What is required: Which lines run from the line with "Each instance receives one keypoint. Mark the golden" through the line with "Each instance receives one keypoint. Mark the fork" in the entries below? Print them exactly, both ends included, and nothing more.

===== Records supplied =====

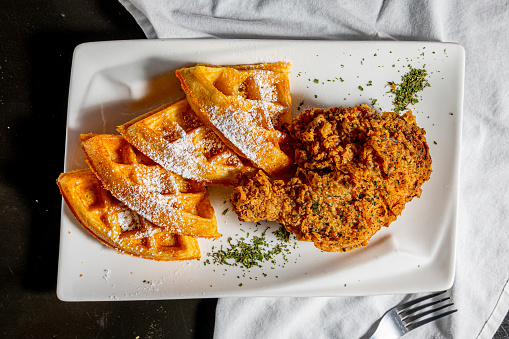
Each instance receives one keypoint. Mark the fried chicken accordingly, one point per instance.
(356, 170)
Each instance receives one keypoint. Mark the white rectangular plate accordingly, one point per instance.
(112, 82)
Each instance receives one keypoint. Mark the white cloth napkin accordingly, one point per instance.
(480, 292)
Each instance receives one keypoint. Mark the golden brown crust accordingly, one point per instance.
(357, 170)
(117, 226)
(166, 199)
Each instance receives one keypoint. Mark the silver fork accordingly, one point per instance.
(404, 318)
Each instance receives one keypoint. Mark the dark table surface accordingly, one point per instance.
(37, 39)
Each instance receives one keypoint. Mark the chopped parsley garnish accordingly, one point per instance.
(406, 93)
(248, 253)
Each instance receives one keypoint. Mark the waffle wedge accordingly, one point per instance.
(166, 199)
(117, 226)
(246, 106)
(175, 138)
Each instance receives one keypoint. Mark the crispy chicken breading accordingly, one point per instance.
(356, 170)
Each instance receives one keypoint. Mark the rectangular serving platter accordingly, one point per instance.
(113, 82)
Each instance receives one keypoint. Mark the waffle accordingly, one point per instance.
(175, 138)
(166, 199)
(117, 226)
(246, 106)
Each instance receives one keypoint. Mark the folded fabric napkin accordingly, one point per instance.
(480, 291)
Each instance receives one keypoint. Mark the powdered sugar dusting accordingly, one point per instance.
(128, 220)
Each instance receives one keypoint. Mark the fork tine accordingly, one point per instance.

=====
===== Records supplied =====

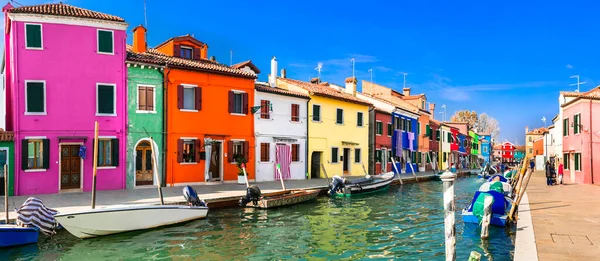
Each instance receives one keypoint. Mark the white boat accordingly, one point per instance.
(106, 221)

=====

Response below:
Each instance receives one keypoint. Mark the golden brown crust accordingly, one point per instance.
(357, 170)
(117, 226)
(166, 199)
Each instance receives one keypoint. Mark the silver fork accordingly, one point per instance.
(404, 318)
Each instance receives one keypoint. Mark the dark table surface accordingly, one point per instance.
(37, 39)
Each instance receives one keypoint. Mark the chopped parsley garnish accordingly, one point per instance.
(406, 93)
(248, 253)
Each instance receives one keypoint. Mark the waffle wedge accordingly, one point per instance.
(166, 199)
(117, 226)
(246, 106)
(175, 138)
Each instance receives one keypoint. Mark the crispy chicken breading accordingly, one point per instance.
(356, 170)
Each instance receives one keypoint. Mark the rectangular serving platter accordingly, one point per instance.
(113, 82)
Each instance receives one keypoint. Mark the waffle accordingly, one point per instance.
(175, 138)
(166, 199)
(117, 226)
(246, 106)
Each instance receives one keypoint. Mark the folded fabric napkin accordingly, one point per instance.
(480, 291)
Each instance receives one keypoint. Mark the powdered sugar dusting accordingly, one point per instance.
(128, 220)
Each instance receives one keypoint. Mark the fork tine accordingly, one point per instance.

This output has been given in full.